(Segmentation mask data)
------

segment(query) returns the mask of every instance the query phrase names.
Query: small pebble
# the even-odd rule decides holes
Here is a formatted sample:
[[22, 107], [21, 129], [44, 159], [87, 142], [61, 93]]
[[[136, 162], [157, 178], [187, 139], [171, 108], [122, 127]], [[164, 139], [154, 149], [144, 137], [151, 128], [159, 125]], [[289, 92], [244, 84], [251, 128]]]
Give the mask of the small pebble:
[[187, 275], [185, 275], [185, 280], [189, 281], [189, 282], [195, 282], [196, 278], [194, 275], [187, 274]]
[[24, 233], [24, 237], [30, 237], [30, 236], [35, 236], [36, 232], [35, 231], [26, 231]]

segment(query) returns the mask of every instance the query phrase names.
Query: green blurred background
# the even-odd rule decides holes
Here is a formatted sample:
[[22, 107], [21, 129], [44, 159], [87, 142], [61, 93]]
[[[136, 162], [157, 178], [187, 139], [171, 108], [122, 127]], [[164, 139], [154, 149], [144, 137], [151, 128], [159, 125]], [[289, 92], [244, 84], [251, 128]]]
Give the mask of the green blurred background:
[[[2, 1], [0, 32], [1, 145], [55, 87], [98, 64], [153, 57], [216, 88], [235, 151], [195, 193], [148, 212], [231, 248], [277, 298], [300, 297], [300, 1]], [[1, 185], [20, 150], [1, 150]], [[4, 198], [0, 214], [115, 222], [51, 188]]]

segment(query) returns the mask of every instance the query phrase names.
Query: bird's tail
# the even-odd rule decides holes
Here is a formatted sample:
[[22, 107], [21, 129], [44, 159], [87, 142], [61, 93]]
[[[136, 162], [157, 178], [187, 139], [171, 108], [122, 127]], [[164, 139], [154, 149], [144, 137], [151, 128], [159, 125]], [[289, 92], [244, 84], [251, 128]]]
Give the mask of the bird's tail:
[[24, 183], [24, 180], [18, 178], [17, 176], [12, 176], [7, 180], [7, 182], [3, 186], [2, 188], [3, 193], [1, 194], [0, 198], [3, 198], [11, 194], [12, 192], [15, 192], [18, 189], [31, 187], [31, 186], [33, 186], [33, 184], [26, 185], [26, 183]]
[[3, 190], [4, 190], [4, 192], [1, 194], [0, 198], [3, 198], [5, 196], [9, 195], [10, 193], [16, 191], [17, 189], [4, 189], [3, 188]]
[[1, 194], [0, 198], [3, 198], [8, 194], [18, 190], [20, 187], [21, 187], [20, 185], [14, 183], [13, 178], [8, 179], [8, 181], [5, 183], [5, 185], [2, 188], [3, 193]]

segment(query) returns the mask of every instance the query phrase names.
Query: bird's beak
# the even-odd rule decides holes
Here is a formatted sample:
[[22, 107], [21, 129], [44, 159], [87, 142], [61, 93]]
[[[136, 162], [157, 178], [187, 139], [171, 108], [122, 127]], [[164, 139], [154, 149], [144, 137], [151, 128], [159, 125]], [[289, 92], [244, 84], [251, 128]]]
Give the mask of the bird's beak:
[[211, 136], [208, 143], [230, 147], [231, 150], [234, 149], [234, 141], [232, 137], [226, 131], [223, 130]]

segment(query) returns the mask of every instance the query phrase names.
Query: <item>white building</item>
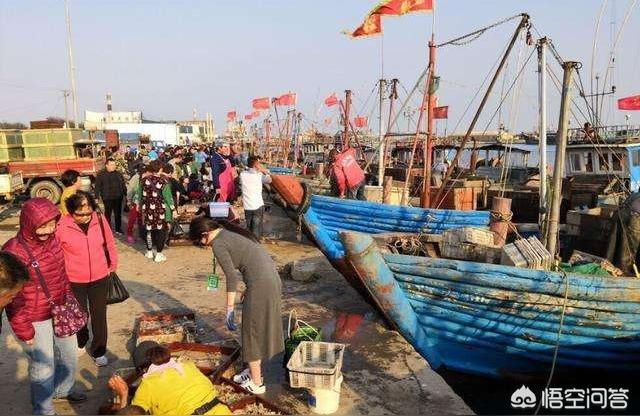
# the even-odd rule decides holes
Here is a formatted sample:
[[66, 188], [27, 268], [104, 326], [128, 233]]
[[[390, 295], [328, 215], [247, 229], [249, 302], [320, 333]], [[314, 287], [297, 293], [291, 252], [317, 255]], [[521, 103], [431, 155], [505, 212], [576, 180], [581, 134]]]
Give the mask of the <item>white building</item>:
[[161, 145], [178, 144], [178, 124], [166, 123], [105, 123], [105, 130], [118, 130], [120, 142], [135, 143], [139, 136], [148, 136], [152, 143]]
[[142, 111], [96, 111], [84, 112], [84, 128], [87, 130], [104, 130], [105, 124], [142, 123]]

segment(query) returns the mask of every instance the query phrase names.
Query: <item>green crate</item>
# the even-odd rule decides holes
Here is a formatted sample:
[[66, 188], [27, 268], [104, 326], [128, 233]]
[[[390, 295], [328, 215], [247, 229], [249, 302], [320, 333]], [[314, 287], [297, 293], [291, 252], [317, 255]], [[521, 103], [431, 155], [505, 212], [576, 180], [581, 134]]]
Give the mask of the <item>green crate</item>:
[[21, 147], [0, 146], [0, 163], [24, 160], [24, 151]]
[[25, 145], [73, 144], [74, 139], [79, 137], [82, 137], [82, 131], [76, 129], [42, 129], [22, 132]]
[[0, 146], [20, 146], [22, 132], [20, 130], [0, 130]]
[[75, 158], [75, 150], [73, 148], [73, 145], [24, 145], [23, 147], [25, 160]]

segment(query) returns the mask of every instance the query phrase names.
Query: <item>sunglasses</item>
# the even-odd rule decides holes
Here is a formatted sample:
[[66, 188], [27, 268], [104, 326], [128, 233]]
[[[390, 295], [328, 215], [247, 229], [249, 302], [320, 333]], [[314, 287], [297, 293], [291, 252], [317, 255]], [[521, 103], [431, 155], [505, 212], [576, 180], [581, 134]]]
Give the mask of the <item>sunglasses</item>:
[[74, 212], [73, 213], [74, 217], [90, 217], [91, 215], [93, 215], [93, 211], [92, 212]]

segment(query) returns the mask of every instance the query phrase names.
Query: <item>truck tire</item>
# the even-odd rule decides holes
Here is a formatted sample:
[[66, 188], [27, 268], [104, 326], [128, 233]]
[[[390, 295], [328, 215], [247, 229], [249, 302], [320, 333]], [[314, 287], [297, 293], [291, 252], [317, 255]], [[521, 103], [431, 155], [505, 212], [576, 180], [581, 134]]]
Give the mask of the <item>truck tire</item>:
[[54, 181], [39, 181], [31, 186], [29, 189], [29, 195], [31, 198], [46, 198], [49, 201], [57, 204], [60, 201], [62, 190]]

------

Your copy should repeat each entry above exactly but contain no pictures.

segment(query) returns the mask of every instance the query phrase names.
Query: small pebble
# the even-odd rule decides holes
Here is a formatted sample:
[[22, 107], [21, 129], [44, 159], [87, 142], [61, 93]]
[[[136, 162], [157, 178], [187, 139], [171, 108], [122, 127]], [[164, 139], [154, 149], [144, 137], [151, 128], [159, 125]], [[289, 92], [244, 84], [251, 128]]]
Give the mask of the small pebble:
[[187, 275], [185, 275], [185, 280], [189, 281], [189, 282], [195, 282], [196, 278], [194, 275], [187, 274]]
[[24, 233], [24, 237], [30, 237], [30, 236], [35, 236], [36, 232], [35, 231], [26, 231]]

segment(query) returns the mask of every instance the query phrase names.
Query: green blurred background
# the even-odd rule decides holes
Here is a formatted sample:
[[22, 107], [21, 129], [44, 159], [87, 142], [61, 93]]
[[[136, 162], [157, 178], [187, 139], [171, 108], [122, 127]], [[164, 139], [154, 149], [144, 137], [151, 128], [159, 125]], [[289, 92], [244, 84], [251, 128]]]
Give the mask of the green blurred background:
[[[2, 1], [0, 32], [1, 145], [55, 87], [98, 64], [153, 57], [216, 88], [235, 151], [195, 193], [148, 212], [231, 248], [277, 298], [300, 297], [300, 1]], [[1, 185], [20, 150], [1, 150]], [[4, 198], [0, 214], [115, 222], [51, 188]]]

segment(query) returns the mask of every instance the query phrase names.
Query: bird's tail
# the even-odd rule decides holes
Here is a formatted sample:
[[22, 107], [21, 129], [44, 159], [87, 142], [61, 93]]
[[[136, 162], [157, 178], [187, 139], [171, 108], [122, 127]], [[164, 139], [154, 149], [144, 137], [151, 128], [159, 125]], [[289, 92], [244, 84], [251, 128]]]
Give the mask of the bird's tail:
[[24, 183], [24, 180], [18, 178], [17, 176], [12, 176], [7, 180], [7, 182], [3, 186], [2, 188], [3, 193], [1, 194], [0, 198], [3, 198], [11, 194], [12, 192], [15, 192], [18, 189], [31, 187], [31, 186], [33, 186], [33, 184], [26, 185], [26, 183]]
[[3, 190], [4, 190], [4, 192], [1, 194], [0, 198], [3, 198], [5, 196], [9, 195], [10, 193], [16, 191], [17, 189], [4, 189], [3, 188]]
[[1, 194], [0, 198], [3, 198], [8, 194], [18, 190], [20, 187], [21, 187], [20, 185], [14, 183], [13, 178], [8, 179], [8, 181], [5, 183], [5, 185], [2, 188], [3, 193]]

segment(query) returns the mask of every instance the query phrase names.
Query: bird's beak
# the even-odd rule decides holes
Here is a formatted sample:
[[22, 107], [21, 129], [44, 159], [87, 142], [61, 93]]
[[[136, 162], [157, 178], [187, 139], [171, 108], [122, 127]], [[164, 139], [154, 149], [144, 137], [151, 128], [159, 125]], [[289, 92], [244, 84], [251, 128]]]
Give the mask of the bird's beak:
[[211, 136], [208, 143], [230, 147], [231, 150], [234, 149], [234, 141], [232, 137], [226, 131], [223, 130]]

segment(query) returns the mask of every instance the query phrase names.
Query: <item>white building</item>
# the even-odd rule decides holes
Here is a formatted sample:
[[66, 188], [27, 268], [104, 326], [128, 233]]
[[[390, 295], [328, 215], [247, 229], [249, 302], [320, 333]], [[314, 287], [297, 293], [291, 252], [317, 255]], [[521, 103], [431, 155], [505, 212], [576, 180], [581, 134]]]
Give the mask of the <item>white building</item>:
[[161, 145], [178, 144], [178, 124], [166, 123], [105, 123], [105, 130], [118, 130], [120, 142], [135, 143], [139, 136], [148, 136], [152, 143]]
[[142, 111], [96, 111], [84, 112], [84, 128], [87, 130], [104, 130], [105, 124], [142, 123]]

segment(query) returns the mask of every instance the query phrase names.
Query: <item>green crate</item>
# the even-odd rule decides holes
Here is a formatted sample:
[[66, 188], [27, 268], [104, 326], [128, 233]]
[[[390, 295], [328, 215], [247, 229], [249, 302], [320, 333]], [[314, 287], [297, 293], [291, 252], [317, 255]], [[521, 103], [431, 155], [505, 212], [576, 180], [581, 134]]]
Give the mask of the <item>green crate</item>:
[[21, 147], [0, 146], [0, 163], [24, 160], [24, 151]]
[[25, 145], [73, 144], [74, 139], [79, 137], [82, 137], [82, 131], [76, 129], [42, 129], [22, 132]]
[[0, 146], [20, 146], [22, 132], [20, 130], [0, 130]]
[[75, 158], [75, 150], [73, 148], [73, 145], [24, 145], [23, 147], [25, 160]]

segment(query) returns the mask of every instance the query phrase names.
Query: <item>sunglasses</item>
# the even-odd rule decides holes
Here is a formatted sample:
[[66, 188], [27, 268], [104, 326], [128, 233]]
[[[390, 295], [328, 215], [247, 229], [249, 302], [320, 333]], [[314, 287], [297, 293], [291, 252], [317, 255]], [[521, 103], [431, 155], [505, 212], [576, 180], [581, 134]]]
Give the mask of the <item>sunglasses</item>:
[[74, 212], [73, 213], [74, 217], [90, 217], [91, 215], [93, 215], [93, 211], [92, 212]]

segment(query) returns the mask of every instance the query phrase names.
Query: <item>truck tire</item>
# the even-odd rule decides holes
Here is a formatted sample:
[[66, 188], [27, 268], [104, 326], [128, 233]]
[[[390, 295], [328, 215], [247, 229], [249, 302], [320, 333]], [[314, 287], [297, 293], [291, 252], [317, 255]], [[521, 103], [431, 155], [505, 212], [576, 180], [581, 134]]]
Give the mask of the <item>truck tire</item>:
[[54, 181], [39, 181], [31, 186], [29, 189], [29, 195], [31, 198], [46, 198], [49, 201], [57, 204], [60, 201], [62, 190]]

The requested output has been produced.